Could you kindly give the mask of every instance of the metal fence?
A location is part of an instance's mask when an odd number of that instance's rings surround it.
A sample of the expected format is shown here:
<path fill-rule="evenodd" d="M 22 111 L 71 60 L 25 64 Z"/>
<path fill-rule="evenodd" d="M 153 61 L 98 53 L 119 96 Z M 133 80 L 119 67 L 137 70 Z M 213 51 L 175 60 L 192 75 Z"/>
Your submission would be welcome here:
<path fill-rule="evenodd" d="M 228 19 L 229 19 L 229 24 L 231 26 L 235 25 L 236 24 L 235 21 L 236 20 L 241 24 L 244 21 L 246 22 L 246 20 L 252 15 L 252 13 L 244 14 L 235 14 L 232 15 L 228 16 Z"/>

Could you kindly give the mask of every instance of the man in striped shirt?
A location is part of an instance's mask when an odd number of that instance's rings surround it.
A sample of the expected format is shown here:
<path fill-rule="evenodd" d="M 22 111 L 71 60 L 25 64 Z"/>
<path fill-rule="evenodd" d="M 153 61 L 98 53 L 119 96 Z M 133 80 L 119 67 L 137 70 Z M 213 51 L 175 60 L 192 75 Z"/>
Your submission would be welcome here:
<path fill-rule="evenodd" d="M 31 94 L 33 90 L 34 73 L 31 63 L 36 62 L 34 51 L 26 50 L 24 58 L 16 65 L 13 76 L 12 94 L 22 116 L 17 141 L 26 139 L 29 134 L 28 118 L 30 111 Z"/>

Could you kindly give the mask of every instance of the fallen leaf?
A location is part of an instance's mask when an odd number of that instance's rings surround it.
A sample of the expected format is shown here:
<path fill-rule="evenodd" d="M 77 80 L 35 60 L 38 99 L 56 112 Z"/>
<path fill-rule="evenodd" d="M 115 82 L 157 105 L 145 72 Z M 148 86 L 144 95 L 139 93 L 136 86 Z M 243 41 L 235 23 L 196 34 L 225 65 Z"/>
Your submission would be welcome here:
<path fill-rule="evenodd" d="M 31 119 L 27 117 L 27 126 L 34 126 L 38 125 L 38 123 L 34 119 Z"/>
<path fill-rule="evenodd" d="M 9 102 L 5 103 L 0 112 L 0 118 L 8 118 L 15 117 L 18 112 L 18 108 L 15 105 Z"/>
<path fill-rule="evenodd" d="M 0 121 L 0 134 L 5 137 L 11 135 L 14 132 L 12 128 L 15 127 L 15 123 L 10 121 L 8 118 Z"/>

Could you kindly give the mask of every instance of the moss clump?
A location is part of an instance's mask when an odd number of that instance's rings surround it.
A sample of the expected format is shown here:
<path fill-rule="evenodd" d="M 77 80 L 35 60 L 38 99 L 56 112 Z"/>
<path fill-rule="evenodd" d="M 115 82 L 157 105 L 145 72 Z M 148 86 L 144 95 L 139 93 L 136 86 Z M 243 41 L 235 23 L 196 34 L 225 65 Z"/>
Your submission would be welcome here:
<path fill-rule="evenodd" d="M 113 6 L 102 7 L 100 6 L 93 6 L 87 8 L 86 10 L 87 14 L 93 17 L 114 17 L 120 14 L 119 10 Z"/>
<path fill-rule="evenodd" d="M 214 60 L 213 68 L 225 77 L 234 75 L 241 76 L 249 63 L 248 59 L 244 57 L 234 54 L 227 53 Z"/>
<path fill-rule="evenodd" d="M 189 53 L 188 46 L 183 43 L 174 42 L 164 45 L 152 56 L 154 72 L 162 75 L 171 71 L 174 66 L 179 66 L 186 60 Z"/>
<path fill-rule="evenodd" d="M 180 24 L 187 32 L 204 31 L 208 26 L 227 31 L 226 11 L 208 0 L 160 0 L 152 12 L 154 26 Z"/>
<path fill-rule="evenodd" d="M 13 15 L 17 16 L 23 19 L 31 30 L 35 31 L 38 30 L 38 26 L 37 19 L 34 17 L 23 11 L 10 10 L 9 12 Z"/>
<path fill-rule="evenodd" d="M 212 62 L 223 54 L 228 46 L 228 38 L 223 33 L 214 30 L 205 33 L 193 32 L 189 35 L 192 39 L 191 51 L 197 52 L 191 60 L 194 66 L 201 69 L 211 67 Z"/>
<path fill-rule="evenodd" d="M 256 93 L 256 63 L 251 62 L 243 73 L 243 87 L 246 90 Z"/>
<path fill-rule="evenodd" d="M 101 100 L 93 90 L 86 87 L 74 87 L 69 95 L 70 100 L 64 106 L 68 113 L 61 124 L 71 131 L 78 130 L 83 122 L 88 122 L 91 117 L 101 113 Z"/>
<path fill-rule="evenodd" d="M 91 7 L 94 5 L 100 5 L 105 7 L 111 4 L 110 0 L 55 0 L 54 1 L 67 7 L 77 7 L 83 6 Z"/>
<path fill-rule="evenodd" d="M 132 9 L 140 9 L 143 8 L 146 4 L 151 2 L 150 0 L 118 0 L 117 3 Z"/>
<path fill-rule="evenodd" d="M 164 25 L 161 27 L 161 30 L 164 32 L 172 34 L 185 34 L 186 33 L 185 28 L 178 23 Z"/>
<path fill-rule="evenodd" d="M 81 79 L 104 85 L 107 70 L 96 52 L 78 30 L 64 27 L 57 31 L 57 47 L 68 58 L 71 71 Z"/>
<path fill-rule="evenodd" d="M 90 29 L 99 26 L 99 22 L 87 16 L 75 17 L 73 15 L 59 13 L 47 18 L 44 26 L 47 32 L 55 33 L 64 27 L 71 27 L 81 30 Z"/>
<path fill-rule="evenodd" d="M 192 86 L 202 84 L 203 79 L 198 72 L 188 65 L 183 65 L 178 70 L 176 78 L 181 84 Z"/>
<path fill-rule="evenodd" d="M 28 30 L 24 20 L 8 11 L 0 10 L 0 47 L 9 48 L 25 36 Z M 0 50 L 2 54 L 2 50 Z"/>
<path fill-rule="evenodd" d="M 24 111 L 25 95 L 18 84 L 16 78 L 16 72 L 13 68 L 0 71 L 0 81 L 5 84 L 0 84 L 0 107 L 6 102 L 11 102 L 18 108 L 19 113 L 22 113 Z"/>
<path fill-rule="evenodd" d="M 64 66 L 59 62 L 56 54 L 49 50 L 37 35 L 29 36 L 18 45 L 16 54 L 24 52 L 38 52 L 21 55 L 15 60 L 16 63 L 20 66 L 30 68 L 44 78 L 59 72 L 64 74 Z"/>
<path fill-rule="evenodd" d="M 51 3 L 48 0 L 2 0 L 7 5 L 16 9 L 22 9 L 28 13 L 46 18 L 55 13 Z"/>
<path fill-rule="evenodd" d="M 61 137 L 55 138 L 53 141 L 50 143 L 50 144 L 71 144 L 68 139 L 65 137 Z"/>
· · · · ·
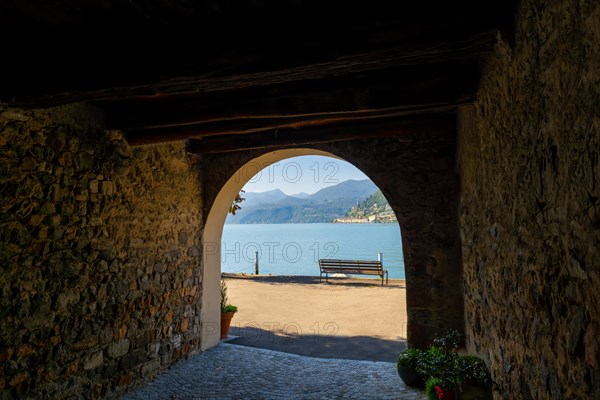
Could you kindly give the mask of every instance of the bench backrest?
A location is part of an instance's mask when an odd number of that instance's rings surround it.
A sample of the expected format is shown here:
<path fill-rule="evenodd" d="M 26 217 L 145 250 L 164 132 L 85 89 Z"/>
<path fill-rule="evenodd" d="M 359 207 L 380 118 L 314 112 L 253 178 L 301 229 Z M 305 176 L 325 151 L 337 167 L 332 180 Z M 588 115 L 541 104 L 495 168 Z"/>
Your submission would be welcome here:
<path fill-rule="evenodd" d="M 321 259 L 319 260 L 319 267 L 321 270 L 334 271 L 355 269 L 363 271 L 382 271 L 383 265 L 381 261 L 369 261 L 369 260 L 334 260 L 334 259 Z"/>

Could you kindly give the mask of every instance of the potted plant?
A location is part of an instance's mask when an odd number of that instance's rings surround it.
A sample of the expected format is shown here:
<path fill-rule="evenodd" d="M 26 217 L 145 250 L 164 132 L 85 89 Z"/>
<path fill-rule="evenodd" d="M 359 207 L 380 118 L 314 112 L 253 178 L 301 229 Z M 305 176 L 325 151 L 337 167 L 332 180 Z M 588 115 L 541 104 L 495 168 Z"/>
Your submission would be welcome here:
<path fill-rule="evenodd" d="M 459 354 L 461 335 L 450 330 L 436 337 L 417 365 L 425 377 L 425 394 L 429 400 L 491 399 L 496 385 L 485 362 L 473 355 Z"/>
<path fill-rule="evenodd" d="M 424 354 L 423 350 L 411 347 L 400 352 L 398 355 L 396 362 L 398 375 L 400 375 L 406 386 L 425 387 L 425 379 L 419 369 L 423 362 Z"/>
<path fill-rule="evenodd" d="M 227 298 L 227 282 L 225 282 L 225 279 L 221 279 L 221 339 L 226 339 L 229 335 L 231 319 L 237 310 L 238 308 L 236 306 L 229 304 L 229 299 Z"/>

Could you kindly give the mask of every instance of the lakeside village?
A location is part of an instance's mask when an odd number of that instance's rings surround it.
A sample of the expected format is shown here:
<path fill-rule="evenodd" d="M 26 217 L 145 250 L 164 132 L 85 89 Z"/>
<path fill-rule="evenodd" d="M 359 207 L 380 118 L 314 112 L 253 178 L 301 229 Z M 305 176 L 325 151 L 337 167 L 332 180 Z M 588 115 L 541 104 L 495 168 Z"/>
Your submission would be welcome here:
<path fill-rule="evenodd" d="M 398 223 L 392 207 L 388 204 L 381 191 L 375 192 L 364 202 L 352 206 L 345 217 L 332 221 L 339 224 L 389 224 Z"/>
· · · · ·
◆ **Given exercise**
Quote the rows exactly as they appear, from the line with "the potted plant?" up to and including the line with "459 354 L 461".

◆ **Full output**
Could you kindly give the mask of every instance of the potted plant?
A location is part of an instance's mask when an odd number of that instance's rings surround it.
A sample of the expected format is shown here:
<path fill-rule="evenodd" d="M 26 217 L 145 250 L 164 132 L 85 89 Z"/>
<path fill-rule="evenodd" d="M 359 207 L 380 118 L 314 112 L 253 178 L 301 229 Z M 305 176 L 325 151 L 337 167 L 332 180 Z M 588 115 L 541 104 L 495 168 Z"/>
Your submission would be welcome here:
<path fill-rule="evenodd" d="M 459 354 L 461 335 L 450 330 L 436 337 L 417 365 L 425 377 L 425 394 L 429 400 L 491 399 L 496 385 L 485 362 L 473 355 Z"/>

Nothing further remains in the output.